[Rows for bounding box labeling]
--- start ---

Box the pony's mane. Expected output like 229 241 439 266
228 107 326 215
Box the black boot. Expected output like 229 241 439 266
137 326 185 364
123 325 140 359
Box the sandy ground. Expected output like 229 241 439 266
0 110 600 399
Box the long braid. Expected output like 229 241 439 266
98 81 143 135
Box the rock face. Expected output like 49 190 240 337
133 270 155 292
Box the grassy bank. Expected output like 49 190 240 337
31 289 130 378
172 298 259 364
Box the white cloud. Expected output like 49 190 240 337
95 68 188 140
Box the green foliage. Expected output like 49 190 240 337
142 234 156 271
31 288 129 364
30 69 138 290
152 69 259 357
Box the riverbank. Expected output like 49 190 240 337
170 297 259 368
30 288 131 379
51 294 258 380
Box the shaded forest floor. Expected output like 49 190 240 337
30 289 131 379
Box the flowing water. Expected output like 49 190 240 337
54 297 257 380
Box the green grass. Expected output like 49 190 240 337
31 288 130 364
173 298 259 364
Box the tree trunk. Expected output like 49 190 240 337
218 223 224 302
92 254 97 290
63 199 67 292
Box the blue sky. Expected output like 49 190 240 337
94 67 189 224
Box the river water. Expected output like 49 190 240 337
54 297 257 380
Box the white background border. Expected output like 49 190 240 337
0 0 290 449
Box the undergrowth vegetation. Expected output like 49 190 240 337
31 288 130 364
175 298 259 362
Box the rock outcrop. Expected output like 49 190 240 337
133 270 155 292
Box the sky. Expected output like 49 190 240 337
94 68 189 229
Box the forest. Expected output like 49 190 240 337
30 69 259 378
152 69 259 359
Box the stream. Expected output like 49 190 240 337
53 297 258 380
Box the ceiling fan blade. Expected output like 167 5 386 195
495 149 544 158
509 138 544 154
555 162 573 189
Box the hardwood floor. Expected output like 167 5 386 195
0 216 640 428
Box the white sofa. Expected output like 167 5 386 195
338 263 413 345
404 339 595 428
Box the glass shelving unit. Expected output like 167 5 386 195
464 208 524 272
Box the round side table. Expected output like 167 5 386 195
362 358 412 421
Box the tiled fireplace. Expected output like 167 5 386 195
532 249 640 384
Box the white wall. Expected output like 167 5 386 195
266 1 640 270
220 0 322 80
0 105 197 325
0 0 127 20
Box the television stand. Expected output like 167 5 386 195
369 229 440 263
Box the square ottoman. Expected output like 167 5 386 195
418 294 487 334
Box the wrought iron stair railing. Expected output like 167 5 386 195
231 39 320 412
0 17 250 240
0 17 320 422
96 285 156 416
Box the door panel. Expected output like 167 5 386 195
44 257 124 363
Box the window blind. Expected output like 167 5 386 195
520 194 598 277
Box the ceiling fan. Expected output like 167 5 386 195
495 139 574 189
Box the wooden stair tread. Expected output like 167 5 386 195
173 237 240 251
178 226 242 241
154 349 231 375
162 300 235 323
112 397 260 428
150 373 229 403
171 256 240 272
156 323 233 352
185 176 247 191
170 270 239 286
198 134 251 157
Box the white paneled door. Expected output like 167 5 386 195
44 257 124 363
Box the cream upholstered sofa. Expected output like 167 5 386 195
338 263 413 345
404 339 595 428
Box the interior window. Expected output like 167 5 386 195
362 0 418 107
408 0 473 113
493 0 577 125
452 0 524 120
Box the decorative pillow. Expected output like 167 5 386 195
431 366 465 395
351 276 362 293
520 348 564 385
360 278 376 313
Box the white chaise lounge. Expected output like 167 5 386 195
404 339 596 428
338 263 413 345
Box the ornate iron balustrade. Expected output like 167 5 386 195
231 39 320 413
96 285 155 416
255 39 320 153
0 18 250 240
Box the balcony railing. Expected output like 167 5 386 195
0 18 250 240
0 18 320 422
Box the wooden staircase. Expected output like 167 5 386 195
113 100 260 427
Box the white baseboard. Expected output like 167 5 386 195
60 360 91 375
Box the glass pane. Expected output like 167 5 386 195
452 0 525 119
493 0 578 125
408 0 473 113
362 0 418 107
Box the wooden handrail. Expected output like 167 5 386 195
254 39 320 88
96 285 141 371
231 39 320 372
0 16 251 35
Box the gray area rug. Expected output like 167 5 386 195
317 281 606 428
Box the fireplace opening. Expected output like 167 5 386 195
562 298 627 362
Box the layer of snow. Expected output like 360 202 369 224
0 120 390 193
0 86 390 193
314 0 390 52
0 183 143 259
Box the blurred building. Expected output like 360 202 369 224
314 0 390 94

--- end ---
--- start ---

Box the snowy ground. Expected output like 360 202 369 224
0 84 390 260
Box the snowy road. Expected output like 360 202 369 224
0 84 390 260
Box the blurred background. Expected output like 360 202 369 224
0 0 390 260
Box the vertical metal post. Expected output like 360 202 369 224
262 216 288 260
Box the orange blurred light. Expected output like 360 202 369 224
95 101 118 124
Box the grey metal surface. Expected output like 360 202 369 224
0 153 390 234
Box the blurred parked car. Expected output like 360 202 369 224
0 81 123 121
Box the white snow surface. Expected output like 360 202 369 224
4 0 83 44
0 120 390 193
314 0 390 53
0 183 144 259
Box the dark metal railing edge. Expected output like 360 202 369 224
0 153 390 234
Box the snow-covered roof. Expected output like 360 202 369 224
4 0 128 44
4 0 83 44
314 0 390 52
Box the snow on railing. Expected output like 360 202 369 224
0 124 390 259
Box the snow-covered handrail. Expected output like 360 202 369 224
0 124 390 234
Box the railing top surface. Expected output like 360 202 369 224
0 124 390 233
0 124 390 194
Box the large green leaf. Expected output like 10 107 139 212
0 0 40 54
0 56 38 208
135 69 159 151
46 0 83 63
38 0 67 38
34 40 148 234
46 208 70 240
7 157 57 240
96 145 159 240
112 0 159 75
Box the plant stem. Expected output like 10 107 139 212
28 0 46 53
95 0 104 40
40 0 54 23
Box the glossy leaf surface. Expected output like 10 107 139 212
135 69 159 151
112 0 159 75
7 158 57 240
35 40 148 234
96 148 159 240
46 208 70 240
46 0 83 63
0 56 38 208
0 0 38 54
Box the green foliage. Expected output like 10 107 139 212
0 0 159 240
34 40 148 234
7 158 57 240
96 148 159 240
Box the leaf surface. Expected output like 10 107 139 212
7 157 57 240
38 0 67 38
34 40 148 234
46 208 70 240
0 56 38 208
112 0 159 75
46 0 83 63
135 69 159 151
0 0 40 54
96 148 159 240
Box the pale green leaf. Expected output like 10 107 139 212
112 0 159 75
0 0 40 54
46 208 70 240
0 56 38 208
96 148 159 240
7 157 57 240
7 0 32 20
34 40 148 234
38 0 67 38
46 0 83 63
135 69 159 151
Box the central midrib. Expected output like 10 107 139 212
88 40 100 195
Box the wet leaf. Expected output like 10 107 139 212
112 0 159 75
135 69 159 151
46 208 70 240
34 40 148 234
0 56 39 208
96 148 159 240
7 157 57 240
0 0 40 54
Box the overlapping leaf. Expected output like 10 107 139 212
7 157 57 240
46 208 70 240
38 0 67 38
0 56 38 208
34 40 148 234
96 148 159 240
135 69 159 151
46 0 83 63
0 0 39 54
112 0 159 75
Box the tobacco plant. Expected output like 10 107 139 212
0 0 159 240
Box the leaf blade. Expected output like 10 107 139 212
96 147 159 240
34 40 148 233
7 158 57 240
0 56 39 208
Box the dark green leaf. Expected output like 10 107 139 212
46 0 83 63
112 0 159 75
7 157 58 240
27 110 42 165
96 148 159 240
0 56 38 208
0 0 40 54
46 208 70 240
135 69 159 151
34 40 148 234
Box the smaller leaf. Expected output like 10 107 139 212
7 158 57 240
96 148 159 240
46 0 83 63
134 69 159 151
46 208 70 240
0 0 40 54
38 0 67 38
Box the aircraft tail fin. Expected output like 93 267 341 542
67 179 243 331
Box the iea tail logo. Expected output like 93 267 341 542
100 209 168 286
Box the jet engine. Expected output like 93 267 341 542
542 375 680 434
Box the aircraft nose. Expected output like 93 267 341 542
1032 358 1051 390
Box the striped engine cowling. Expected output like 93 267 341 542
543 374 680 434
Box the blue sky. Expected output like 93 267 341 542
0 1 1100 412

--- end ---

(Written task): Please rewrite the rows from the line with "Box the aircraft tail" up to and including the line with "0 1 1100 412", renaming "aircraft" to "airplane" and leaving everything else unchanged.

(Worked answer):
Box the airplane tail fin. Expected output like 93 267 341 542
67 179 243 331
Box the iea tail logo. Expected output like 93 267 341 542
100 209 168 286
Box the jet engine. Expected output like 93 267 341 542
542 375 680 434
Box the airplane nose. Expected output like 93 267 341 542
1032 358 1051 390
Box the striped engine cowling. Expected output like 93 267 341 542
543 374 680 434
Box the blue sky. Expected output like 93 267 341 542
0 1 1100 412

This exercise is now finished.